━━ DATA PROVIDED
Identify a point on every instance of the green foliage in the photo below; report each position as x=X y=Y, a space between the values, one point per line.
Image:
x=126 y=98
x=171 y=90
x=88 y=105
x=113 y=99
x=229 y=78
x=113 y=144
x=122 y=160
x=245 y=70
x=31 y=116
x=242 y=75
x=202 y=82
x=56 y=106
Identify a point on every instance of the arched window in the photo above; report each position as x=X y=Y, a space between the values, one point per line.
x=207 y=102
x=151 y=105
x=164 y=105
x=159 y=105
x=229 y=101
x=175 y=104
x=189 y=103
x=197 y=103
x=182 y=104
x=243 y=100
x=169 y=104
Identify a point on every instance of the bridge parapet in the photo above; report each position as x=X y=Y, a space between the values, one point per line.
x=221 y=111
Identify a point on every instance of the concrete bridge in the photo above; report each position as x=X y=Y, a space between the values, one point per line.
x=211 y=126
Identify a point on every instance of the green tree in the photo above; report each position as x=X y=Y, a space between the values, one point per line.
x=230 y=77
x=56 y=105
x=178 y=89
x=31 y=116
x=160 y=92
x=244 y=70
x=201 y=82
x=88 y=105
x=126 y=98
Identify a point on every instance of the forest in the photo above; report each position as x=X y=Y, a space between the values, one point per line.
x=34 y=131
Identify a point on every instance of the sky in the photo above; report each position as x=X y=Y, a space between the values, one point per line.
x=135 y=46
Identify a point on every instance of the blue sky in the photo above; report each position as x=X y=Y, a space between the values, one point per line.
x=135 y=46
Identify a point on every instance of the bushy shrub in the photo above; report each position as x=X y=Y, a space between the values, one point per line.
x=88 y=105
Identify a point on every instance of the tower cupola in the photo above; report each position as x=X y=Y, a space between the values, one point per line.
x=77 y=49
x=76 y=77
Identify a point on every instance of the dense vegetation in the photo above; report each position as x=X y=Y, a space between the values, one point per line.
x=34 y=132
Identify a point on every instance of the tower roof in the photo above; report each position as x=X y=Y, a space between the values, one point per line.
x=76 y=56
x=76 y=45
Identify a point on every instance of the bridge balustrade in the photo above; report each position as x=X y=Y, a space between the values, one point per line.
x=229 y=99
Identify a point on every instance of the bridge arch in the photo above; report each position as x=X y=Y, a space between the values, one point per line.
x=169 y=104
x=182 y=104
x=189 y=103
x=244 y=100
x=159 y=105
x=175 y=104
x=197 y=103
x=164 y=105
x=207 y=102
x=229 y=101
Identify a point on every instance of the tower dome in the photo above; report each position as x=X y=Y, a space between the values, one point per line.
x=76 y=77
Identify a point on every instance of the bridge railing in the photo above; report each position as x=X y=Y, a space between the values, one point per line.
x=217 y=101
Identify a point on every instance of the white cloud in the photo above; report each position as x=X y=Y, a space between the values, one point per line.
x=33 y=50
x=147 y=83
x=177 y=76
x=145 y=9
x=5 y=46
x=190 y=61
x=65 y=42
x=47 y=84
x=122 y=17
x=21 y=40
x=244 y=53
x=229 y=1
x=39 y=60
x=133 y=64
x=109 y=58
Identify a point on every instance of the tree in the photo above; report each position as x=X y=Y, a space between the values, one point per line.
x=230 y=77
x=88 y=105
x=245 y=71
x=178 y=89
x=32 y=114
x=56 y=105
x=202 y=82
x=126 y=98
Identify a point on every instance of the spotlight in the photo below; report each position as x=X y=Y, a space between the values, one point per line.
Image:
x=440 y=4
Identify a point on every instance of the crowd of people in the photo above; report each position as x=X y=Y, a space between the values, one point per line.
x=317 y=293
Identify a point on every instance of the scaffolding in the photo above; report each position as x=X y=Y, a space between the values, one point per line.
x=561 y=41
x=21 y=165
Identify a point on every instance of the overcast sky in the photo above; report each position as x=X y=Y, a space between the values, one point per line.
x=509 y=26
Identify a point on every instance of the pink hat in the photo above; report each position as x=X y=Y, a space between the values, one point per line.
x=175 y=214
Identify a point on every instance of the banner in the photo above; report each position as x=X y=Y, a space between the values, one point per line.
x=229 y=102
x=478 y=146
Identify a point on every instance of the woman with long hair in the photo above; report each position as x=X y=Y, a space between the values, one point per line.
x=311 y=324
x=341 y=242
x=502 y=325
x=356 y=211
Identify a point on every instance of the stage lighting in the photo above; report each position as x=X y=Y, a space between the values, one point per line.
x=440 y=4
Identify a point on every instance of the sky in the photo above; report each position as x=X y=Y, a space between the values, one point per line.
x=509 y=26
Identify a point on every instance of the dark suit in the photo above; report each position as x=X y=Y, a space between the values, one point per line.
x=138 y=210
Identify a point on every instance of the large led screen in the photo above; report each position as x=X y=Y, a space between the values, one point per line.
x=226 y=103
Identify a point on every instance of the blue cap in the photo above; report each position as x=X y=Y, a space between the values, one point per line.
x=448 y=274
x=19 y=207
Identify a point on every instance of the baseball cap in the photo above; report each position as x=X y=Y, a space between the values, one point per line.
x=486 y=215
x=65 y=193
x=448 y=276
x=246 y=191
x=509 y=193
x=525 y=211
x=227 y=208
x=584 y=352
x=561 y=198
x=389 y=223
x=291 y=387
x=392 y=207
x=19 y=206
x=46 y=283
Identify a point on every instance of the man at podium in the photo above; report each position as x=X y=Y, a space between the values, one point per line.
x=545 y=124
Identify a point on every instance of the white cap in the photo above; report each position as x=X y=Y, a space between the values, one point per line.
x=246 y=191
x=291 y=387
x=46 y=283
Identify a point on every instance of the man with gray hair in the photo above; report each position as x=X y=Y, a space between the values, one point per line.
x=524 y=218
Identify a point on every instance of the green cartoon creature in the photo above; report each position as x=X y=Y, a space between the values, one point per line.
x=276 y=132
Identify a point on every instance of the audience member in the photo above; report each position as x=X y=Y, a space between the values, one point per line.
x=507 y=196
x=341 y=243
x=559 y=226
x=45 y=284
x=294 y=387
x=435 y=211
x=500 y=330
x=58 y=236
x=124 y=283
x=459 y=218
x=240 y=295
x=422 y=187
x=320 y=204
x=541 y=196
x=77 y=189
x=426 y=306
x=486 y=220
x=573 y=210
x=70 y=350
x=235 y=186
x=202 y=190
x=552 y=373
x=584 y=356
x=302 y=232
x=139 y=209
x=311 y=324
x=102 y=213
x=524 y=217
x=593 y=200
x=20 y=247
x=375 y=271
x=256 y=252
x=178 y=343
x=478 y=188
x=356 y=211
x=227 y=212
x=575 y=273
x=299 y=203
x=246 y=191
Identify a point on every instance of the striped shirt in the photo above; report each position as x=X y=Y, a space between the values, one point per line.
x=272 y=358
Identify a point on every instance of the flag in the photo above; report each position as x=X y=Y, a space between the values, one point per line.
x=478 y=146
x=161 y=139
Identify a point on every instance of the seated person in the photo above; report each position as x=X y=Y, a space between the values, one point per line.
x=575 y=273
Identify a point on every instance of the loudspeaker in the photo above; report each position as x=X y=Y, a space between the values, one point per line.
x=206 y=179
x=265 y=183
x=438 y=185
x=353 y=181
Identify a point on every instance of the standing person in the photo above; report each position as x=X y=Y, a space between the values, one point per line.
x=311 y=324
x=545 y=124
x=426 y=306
━━━━
◆ THE REQUEST
Output each record precisely as given.

◆ FINAL RESULT
Identify a point on every instance of the green foliage in the photo below; report each position as x=X y=Y, a space between the values, one point per line.
Image:
x=126 y=98
x=171 y=90
x=88 y=105
x=113 y=99
x=229 y=78
x=113 y=144
x=122 y=160
x=245 y=70
x=31 y=116
x=242 y=75
x=202 y=82
x=56 y=106
Identify a point on every instance of the arched window in the photo above; report each position as x=X y=Y, a space between the values, one point per line.
x=207 y=102
x=151 y=105
x=164 y=105
x=159 y=105
x=229 y=101
x=175 y=104
x=189 y=103
x=197 y=103
x=182 y=104
x=243 y=100
x=169 y=104
Identify a point on every instance of the bridge parapet in the photo above; report each position as x=X y=Y, a space between the values, one point per line.
x=221 y=111
Identify a point on every instance of the concrete bridge in the photo above; report each position as x=X y=Y, a space between the values, one point per line.
x=211 y=126
Identify a point on every instance of the green tree in the photo above; report each position as x=X y=Y, a space between the values, one point per line.
x=230 y=77
x=56 y=105
x=178 y=89
x=31 y=116
x=160 y=92
x=244 y=70
x=201 y=82
x=88 y=105
x=126 y=98
Identify a point on every instance of the forest in the photo above; report each position as x=X y=Y, a space between the values, one point per line.
x=34 y=131
Identify a point on every instance of the sky in the photo above; report each position as x=X y=Y, a space between the values, one point per line.
x=135 y=46
Identify a point on every instance of the blue sky in the photo above; report each position as x=X y=Y, a space between the values, one point per line.
x=135 y=46
Identify a point on every instance of the bushy shrub in the photo above; report each position as x=X y=Y, a space between the values, one point per line.
x=88 y=105
Identify a point on every instance of the tower cupola in the photo above; report each position as x=X y=Y, a space between the values, one point per line.
x=77 y=49
x=76 y=77
Identify a point on every instance of the dense vegetation in the photo above; report each position as x=X y=Y, a space between the values, one point per line.
x=34 y=132
Identify a point on every instance of the tower roof in the photo above; report each position as x=X y=Y, a space between the values, one point per line.
x=76 y=56
x=76 y=45
Identify a point on every instance of the bridge balustrade in the photo above; report each position as x=X y=Y, a space between the values, one point per line.
x=229 y=99
Identify a point on every instance of the bridge arch in the photo above; report each position as x=X y=Y, a space between the values, one point per line.
x=169 y=104
x=182 y=104
x=189 y=103
x=244 y=100
x=159 y=105
x=175 y=104
x=197 y=103
x=164 y=105
x=207 y=102
x=229 y=101
Identify a point on every instance of the tower dome in the photo above; report each position as x=X y=Y, a space between the values, one point per line.
x=76 y=77
Identify a point on every instance of the bridge railing in the photo above; report each position as x=X y=Y, a space between the values, one point per line.
x=217 y=101
Identify a point on every instance of the white cloud in the photo above; report each position as x=X y=Y, a space between the values, one point per line.
x=33 y=50
x=147 y=83
x=177 y=76
x=145 y=9
x=5 y=46
x=190 y=61
x=65 y=42
x=47 y=84
x=122 y=17
x=21 y=40
x=244 y=53
x=229 y=1
x=39 y=60
x=133 y=64
x=109 y=58
Identify a point on every instance of the tree in the photo above; report each position as x=X y=Y, a space between the values, one point per line.
x=230 y=77
x=88 y=105
x=245 y=71
x=178 y=89
x=32 y=114
x=56 y=105
x=202 y=82
x=126 y=98
Identify a point on every instance of the spotlight in the photo below; report each position as x=X y=Y, a space between the values, one point per line.
Image:
x=440 y=4
Identify a point on every instance of the crowd of people in the photo above; report each position as x=X y=Y, a space between the values, one point per line.
x=317 y=293
Identify a point on every instance of the scaffolding in the photo above; report each position as x=X y=Y, a space between the values, one point per line.
x=561 y=41
x=21 y=165
Identify a point on every instance of the overcast sky in the photo above; report each position as x=X y=Y, a space between the values, one point per line.
x=509 y=26
Identify a point on every instance of the pink hat in the photo above; report each position as x=X y=Y, a space between the values, one point per line.
x=175 y=214
Identify a point on every instance of the banner in the photo above; report each position as x=X y=Y, a space between the values, one point per line.
x=229 y=102
x=478 y=146
Identify a point on every instance of the woman with long hair in the photo above; report each position as x=X y=Y, a space between the values, one point per line.
x=311 y=324
x=341 y=242
x=502 y=325
x=356 y=211
Identify a point on every instance of the stage lighting in the photo above; report each position as x=X y=Y, a space between the values, one point per line.
x=440 y=4
Identify a point on every instance of the sky in the photo above; report each position as x=X y=Y, a space between the values, one point per line.
x=509 y=26
Identify a point on every instance of the dark suit in the photo above; report each position as x=X y=Y, a space between the values, one point per line.
x=138 y=210
Identify a point on every instance of the large led screen in the photo above; report each position as x=X y=Y, a space between the values, one point per line.
x=226 y=103
Identify a point on every instance of the blue cap in the photo above; report each position as x=X y=Y, a space between the values, one point per line.
x=448 y=274
x=19 y=207
Identify a point on every instance of the baseball cap in the photo above; report each position as x=X y=Y, a space between the values, one point per line.
x=486 y=215
x=65 y=193
x=448 y=276
x=246 y=191
x=509 y=193
x=525 y=211
x=227 y=208
x=584 y=352
x=561 y=198
x=389 y=223
x=291 y=387
x=392 y=207
x=19 y=206
x=46 y=283
Identify a point on every instance of the man at podium in the photo above; report each position as x=X y=Y, a space between the values, one point per line.
x=545 y=124
Identify a point on every instance of the white cap in the photo above; report each position as x=X y=Y, a space between the values, one point per line.
x=246 y=191
x=291 y=387
x=46 y=283
Identify a point on every instance of the man with gray hair in the photo above; report each position as x=X y=Y, a space between the values, one point per line.
x=524 y=218
Identify a point on every instance of the green cartoon creature in the photo above; report each position as x=X y=Y, a space between the values, one point per line.
x=276 y=132
Identify a point on every instance of the audience member in the photo above; report each position as x=X y=Y, a space between the values, one point per line.
x=507 y=196
x=341 y=243
x=559 y=226
x=45 y=284
x=294 y=387
x=435 y=211
x=500 y=330
x=58 y=236
x=124 y=283
x=459 y=218
x=240 y=295
x=422 y=187
x=320 y=204
x=541 y=196
x=77 y=189
x=426 y=306
x=486 y=220
x=573 y=210
x=70 y=350
x=235 y=186
x=202 y=190
x=552 y=373
x=584 y=356
x=302 y=232
x=139 y=209
x=311 y=324
x=102 y=213
x=524 y=217
x=593 y=200
x=20 y=247
x=375 y=271
x=256 y=252
x=178 y=343
x=478 y=188
x=356 y=211
x=227 y=212
x=575 y=273
x=299 y=203
x=246 y=191
Identify a point on every instance of the striped shirt in the photo above; report each position as x=X y=Y, a space between the values, one point per line.
x=272 y=358
Identify a point on every instance of the flag in the photo above; report each position as x=X y=Y, a space between the values, one point per line.
x=478 y=146
x=161 y=139
Identify a point on every instance of the seated person in the photo above; report each position as x=X y=Y, a space between the values, one point per line.
x=575 y=273
Identify a point on every instance of the loudspeaker in the photo above; report each position as x=X y=Y, a space between the values, one point per line.
x=206 y=179
x=265 y=183
x=438 y=185
x=353 y=181
Identify a point on every instance of the standing person in the photo above; report each position as x=X y=Y, a space between the values, one point per line.
x=311 y=324
x=545 y=124
x=426 y=306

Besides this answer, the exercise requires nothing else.